__Fragmento fuente__.

—————

No, no existe una vía rápida a la transformación social y, desde luego, ésta no pasa por las instituciones. Hay que ser realistas y reconocerlo así. Nunca han faltado propuestas de cambio de todo tipo, desde las simples llamadas a la regeneración democrática o contra la corrupción hasta planes para acabar con el capitalismo. Y sin embargo, se han visto incapaces, por sí mismas, de salir del anonimato político o de tener la fuerza suficiente para imponer estas modificaciones a un sistema que se resiste a toda alteración, aunque sólo sea por inercia social. A nivel global se puede comprobar que, cuando algún partido rupturista ha despuntado, lo ha hecho aupado por una extensa movilización en las calles o por lo menos gracias a un clima político participativo. Sólo cuando existe una potente fuerza externa al propio sistema electoral democrático, puede aparecer un actor social con capacidad de romper las dinámicas complacientes e inherentemente conservadoras del parlamentarismo. Los partidos políticos que surgen o medran al calor de las movilizaciones y las protestas son entes parasitarios que se nutren de esa fuerza. El panorama reciente en España es buena prueba de ello.
A partir de ese instante, la vía institucional, lejos de suponer una extensión de la capacidad política conseguida por la participación directa, es la manera más segura de desperdiciarla. Quienes aseguran, por ejemplo, que la movilización muere en sí misma y que es necesario encauzarla hacia las instituciones para que consiga cosas concretas, toman la parte por el todo. El primer logro de las movilizaciones es, a menudo, el cambio de paradigma político que les permite plantearse siquiera “asaltar los cielos”. Después, este tipo de argumentos parte de la base de que conseguir representación parlamentaria o cargos municipales es un triunfo en sí mismo. Este juego de trileros hurta los logros de la participación política directa, mediante la movilización, y los sustituye por el espejismo de la presencia institucional, ensalzada como victoria, independientemente de su efectividad posterior. Pero a su vez, esta dinámica tiene el efecto perverso de erosionar la propia movilización de la que se nutre. Por eso los partidos rupturistas acaban perdiendo su base, al cabo del tiempo, una vez que entran en el juego parlamentario. Por un lado, el funcionamiento de la democracia electoralista les exige renunciar a sus propios fundamentos para llegar a un número mayor de votantes. Por otro, encauzan la fuerza transformadora de la movilización hacia el engranaje parlamentario: todo se supedita al esfuerzo electoral e institucional, con lo que se desinfla la participación y, a largo plazo, desaparece la base de apoyo que permitió al partido en cuestión romper la barrera de la representación. Es decir, mal que les pese a algunos, estas dos estrategias no son compatibles, porque la institucionalista acaba fagocitando a la de la participación directa.

—————

__Tarea propuesta 1__.
Indica si cada afirmación concuerda con el fragmento sobre la vía institucional y la movilización. Responde sí o no y cita textualmente las palabras que lo deciden.
(a) Los partidos rupturistas que han despuntado lo han logrado sin necesidad de movilización en las calles ni de un clima participativo.
(b) Los partidos rupturistas acaban perdiendo su base cuando entran en el juego parlamentario.
(c) La estrategia institucionalista y la de la participación directa son compatibles.

—————

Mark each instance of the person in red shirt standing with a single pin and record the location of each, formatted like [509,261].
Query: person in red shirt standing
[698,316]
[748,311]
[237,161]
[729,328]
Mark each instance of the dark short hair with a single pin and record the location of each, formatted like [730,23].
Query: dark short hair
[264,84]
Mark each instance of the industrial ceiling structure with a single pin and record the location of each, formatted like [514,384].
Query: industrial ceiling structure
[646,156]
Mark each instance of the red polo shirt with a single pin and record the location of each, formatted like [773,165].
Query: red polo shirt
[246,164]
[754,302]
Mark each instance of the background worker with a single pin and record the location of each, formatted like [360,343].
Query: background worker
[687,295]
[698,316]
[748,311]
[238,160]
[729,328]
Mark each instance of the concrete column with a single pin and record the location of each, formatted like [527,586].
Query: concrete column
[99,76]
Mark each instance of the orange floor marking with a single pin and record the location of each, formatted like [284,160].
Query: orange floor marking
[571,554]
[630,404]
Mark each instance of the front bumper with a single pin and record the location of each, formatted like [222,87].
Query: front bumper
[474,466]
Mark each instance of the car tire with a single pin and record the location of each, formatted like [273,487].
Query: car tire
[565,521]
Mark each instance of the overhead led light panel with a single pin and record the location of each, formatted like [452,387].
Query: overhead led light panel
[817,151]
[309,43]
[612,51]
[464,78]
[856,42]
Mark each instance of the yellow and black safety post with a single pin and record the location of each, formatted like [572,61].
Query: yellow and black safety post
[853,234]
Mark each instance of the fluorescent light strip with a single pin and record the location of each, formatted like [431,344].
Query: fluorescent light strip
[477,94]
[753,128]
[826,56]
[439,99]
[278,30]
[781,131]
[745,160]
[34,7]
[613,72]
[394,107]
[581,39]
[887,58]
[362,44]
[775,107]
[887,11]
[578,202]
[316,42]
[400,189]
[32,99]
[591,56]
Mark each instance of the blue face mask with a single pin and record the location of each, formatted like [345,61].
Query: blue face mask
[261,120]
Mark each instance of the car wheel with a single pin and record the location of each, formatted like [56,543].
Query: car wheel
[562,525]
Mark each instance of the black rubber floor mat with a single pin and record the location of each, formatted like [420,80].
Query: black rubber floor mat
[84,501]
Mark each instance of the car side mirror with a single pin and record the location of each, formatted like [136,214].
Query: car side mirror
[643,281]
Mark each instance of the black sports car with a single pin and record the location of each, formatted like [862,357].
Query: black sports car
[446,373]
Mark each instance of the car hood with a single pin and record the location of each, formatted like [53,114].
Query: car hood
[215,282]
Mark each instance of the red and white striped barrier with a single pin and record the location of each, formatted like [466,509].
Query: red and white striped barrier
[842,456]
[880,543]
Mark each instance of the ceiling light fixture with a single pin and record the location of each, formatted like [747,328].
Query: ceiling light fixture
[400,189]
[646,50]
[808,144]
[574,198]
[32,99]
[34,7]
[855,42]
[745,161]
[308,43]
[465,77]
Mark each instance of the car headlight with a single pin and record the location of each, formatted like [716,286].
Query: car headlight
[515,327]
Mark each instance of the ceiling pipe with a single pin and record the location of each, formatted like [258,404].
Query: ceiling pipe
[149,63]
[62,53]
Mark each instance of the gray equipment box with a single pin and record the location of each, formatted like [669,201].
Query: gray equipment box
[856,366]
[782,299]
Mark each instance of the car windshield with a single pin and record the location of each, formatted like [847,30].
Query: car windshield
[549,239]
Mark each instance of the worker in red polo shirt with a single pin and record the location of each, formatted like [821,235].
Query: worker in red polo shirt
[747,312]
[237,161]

—————

__Tarea propuesta 2__.
Reproduce sin cambios el tramo de las entradas que va desde la línea que contiene "Mark each instance of the car side" hasta el final de las entradas, con ambos extremos incluidos.

__Respuesta 1__.
(a) No: "cuando algún partido rupturista ha despuntado, lo ha hecho aupado por una extensa movilización en las calles o por lo menos gracias a un clima político participativo".
(b) Sí: "Por eso los partidos rupturistas acaban perdiendo su base, al cabo del tiempo, una vez que entran en el juego parlamentario".
(c) No: "estas dos estrategias no son compatibles, porque la institucionalista acaba fagocitando a la de la participación directa".

__Respuesta 2__.
Mark each instance of the car side mirror with a single pin and record the location of each, formatted like [136,214].
Query: car side mirror
[643,281]
Mark each instance of the black sports car with a single pin and record the location of each, formatted like [862,357].
Query: black sports car
[446,373]
Mark each instance of the car hood with a single pin and record the location of each, formatted like [53,114].
Query: car hood
[215,282]
Mark each instance of the red and white striped barrier with a single pin and record the location of each, formatted like [466,509].
Query: red and white striped barrier
[842,456]
[880,543]
Mark each instance of the ceiling light fixture with a single pin and record the location of each, formatted like [747,328].
Query: ceiling light fixture
[400,189]
[646,50]
[808,144]
[574,198]
[32,99]
[34,7]
[855,42]
[745,161]
[308,43]
[465,77]
Mark each instance of the car headlight with a single pin and record the location of each, formatted like [716,286].
Query: car headlight
[515,327]
Mark each instance of the ceiling pipe with a single pin and record the location of each, formatted like [258,404].
Query: ceiling pipe
[149,63]
[62,53]
Mark each instance of the gray equipment box with a single pin and record the location of each, formatted like [669,201].
Query: gray equipment box
[856,366]
[782,299]
Mark each instance of the car windshield with a single pin and record the location of each, formatted like [847,30].
Query: car windshield
[549,239]
Mark each instance of the worker in red polo shirt with a single pin and record the location of each, formatted like [821,235].
Query: worker in red polo shirt
[747,312]
[237,161]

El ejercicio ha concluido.